Data shown:
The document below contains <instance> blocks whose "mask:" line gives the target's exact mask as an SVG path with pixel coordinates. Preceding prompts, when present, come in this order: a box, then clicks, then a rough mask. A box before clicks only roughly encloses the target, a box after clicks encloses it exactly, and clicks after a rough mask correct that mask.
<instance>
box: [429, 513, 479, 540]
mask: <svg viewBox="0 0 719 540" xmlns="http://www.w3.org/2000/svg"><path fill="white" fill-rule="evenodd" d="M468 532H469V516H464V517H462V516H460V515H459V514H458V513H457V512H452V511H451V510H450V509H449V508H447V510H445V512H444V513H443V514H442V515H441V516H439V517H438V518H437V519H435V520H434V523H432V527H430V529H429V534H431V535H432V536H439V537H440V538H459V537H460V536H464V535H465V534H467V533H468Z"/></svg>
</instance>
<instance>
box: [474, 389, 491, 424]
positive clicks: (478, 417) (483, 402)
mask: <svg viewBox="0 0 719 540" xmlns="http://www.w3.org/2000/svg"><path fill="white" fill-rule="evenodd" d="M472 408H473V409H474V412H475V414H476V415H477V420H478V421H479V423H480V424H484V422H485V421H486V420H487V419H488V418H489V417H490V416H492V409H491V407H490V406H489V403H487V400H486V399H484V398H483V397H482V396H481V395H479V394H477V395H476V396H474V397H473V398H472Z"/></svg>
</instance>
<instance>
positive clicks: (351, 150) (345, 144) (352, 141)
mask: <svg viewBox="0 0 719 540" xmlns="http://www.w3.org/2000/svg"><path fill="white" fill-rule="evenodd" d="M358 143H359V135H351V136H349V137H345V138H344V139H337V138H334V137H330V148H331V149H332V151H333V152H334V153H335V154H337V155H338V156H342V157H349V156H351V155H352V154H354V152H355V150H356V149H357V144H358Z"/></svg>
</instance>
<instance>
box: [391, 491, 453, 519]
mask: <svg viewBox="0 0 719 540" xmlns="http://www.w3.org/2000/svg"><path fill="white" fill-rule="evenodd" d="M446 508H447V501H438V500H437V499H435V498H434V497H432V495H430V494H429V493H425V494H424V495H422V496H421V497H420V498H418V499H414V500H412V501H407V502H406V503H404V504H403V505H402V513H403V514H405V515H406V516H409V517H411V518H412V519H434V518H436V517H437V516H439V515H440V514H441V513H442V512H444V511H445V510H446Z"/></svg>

Goal of the exercise: Set down exactly the line that holds "positive clicks: (478, 417) (483, 402)" and all lines after it to the end of the data.

Task solution:
positive clicks: (478, 417) (483, 402)
mask: <svg viewBox="0 0 719 540" xmlns="http://www.w3.org/2000/svg"><path fill="white" fill-rule="evenodd" d="M472 408H473V409H474V412H475V414H476V415H477V420H478V421H479V423H480V424H484V422H485V421H486V420H487V419H488V418H489V417H490V416H492V409H491V407H490V406H489V403H487V400H486V399H484V398H483V397H482V396H481V395H479V394H477V395H476V396H474V397H473V398H472Z"/></svg>
</instance>
<instance>
positive clicks: (351, 150) (345, 144) (352, 141)
mask: <svg viewBox="0 0 719 540" xmlns="http://www.w3.org/2000/svg"><path fill="white" fill-rule="evenodd" d="M358 143H359V135H351V136H349V137H345V138H344V139H337V138H334V137H330V148H331V149H332V151H333V152H334V153H335V154H337V155H338V156H342V157H349V156H351V155H352V154H354V152H355V150H356V149H357V144H358Z"/></svg>
</instance>
<instance>
box: [391, 491, 453, 519]
mask: <svg viewBox="0 0 719 540" xmlns="http://www.w3.org/2000/svg"><path fill="white" fill-rule="evenodd" d="M446 508H447V501H438V500H437V499H435V498H434V497H432V495H430V494H429V493H425V494H424V495H422V496H421V497H420V498H418V499H414V500H412V501H407V502H406V503H404V504H403V505H402V513H403V514H405V515H406V516H409V517H411V518H412V519H434V518H436V517H437V516H439V515H440V514H441V513H442V512H444V511H445V510H446Z"/></svg>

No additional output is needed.